§ **Supplied text**:
==========
The monies referred to in Section F-8(a) refer to all monies received by Bishop from outstanding leases of residential, apartment, hotel and commercial lots in any subdivision. First priority on said receipts shall be the payment of (1) “real property taxes * * * if any, against the Lot or Lots in question * * * to the public authority * * * entitled thereto before delinquent, * * *” and (2) “the taxes referred to in C-l(c) * * *' to the public authority * * * entitled thereto before delinquent * * *.” Section F-8(a) calls for the payment of two categories of real property taxes. In order to understand these categories, reference must be made to other parts of The Agreement and the tax collection statute.
First, the lessee pays the taxes, but “such lease shall provide for the proration of accrued taxes between the lessee and BISHOP * * *.” (Section C-l of Agreement).
Second, section 128-32, R.L.H. 1955, as amended, provides for the first one-half payment of real property taxes on June 10 and 25, and the second one-half payment of real property taxes on November 10 and 25 of each year.
Third, taxes under C-l(c) between the tax accumulation date which is always January 1, and the date a lot is leased, may be paid by Bishop for one-half year or may not be paid at all. For example: A lot is leased on April 1 after the tax accumulation date. Under the proration clause for leases, Bishop is responsible for the payment of taxes for the first three months. Taxes are due on June *23710th. But the first three months’ taxes are payable from lease receipts under F-8(a).
Fourth, under C-1(a) and (b), the tax accumulation date can be anywhere from 6 to 24 months after the subdivision is completed. The lot may be leased 6 to 24 months before the tax accumulation date, and under the proration clause for leases, Bishop must pay the prorated taxes which are not subject to reimbursement under C-l(e). This payment is not to be treated as paid out under Section E-8(a).
Fifth, in C-1(c), the word “paid” in phrase “paid or payable by Bishop” refers to taxes that are actually paid on the due date on unleased lots, and “payable” refers to unpaid taxes on unleased lots that are the responsibility of Bishop as well as taxes under the proration clause for leases executed after the tax accumulation date.
The first category of real property taxes required to be paid in P-8 (a) from the lease rentals before they are delinquent are those taxes which have been prorated at the time a lot is leased after the tax accumulation date. These taxes are “payable” by Bishop under C-1(c) but not actually paid since the tax payment date occurs at a later date. It is assumed that lease rentals are payable in advance. Representative copies of executed leases for residential and apartment, hotel or commercial lots were not submitted with the agreed statement.
The second category is the payment of real property taxes “referred to in Section C-1(c).” What are these taxes? There are two parts to C-1(e) which read “taxes paid or payable by Bishop.” It is clear that the second part of the phrase, taxes “payable” are taxes on unleased lots from the tax accumulation date, these taxes to be paid as provided for by Section P-8 (a) before delinquent. The phrase “BISHOP shall be entitled to reimbursement for such taxes with respect to the Lot in question” refers *238to taxes “paid” in the first part of the phrase, and is not applicable to taxes “payable” because the question of reimbursement arises only after Bishop actually pays the taxes.
==========
§ **Data section**:
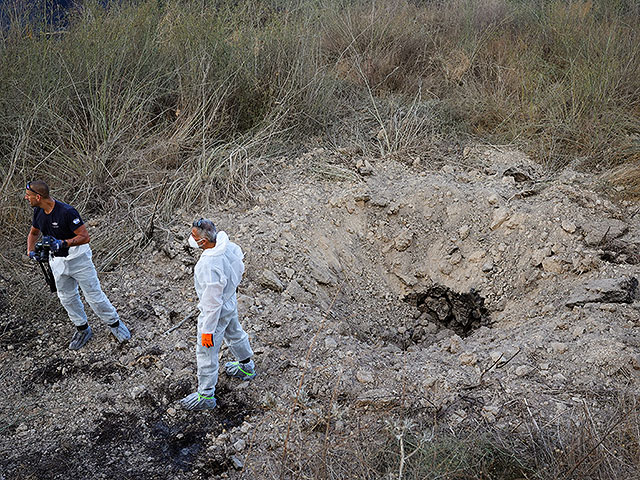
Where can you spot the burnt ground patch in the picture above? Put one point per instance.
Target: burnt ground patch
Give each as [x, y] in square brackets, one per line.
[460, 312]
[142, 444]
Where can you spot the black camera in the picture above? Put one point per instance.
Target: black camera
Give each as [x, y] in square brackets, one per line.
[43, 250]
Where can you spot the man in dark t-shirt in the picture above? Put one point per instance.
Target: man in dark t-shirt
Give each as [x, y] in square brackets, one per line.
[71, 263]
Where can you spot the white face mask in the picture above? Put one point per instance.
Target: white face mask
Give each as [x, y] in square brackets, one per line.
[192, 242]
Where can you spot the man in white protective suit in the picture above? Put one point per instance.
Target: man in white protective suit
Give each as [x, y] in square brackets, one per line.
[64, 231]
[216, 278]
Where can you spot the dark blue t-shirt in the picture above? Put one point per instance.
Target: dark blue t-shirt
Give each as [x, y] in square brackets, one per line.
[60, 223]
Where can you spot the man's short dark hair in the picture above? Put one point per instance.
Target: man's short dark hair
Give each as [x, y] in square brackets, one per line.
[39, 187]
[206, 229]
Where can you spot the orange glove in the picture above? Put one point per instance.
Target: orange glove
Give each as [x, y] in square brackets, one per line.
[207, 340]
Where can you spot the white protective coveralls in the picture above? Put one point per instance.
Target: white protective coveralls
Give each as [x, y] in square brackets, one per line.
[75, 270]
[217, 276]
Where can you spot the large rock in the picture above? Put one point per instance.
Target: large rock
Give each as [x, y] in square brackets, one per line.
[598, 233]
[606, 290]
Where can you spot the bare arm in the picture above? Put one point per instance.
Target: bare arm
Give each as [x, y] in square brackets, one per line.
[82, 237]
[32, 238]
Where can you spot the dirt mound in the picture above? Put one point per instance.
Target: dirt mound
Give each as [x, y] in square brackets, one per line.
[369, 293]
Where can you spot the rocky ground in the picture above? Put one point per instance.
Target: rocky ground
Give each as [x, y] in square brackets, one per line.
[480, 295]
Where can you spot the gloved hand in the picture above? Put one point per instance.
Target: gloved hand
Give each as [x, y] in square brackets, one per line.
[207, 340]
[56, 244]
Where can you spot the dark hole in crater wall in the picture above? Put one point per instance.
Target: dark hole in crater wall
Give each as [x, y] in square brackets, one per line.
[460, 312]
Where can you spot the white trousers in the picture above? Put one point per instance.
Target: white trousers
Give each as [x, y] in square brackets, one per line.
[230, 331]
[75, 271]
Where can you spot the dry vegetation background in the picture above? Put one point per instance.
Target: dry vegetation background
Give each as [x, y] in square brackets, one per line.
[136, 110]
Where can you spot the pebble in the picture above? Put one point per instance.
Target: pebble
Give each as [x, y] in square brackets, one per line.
==========
§ **Do this**: Name every kind of lot that the property-tax text says Bishop collects lease monies from under Section F-8(a).

§ **Written answer**: Residential, apartment, hotel, and commercial lots.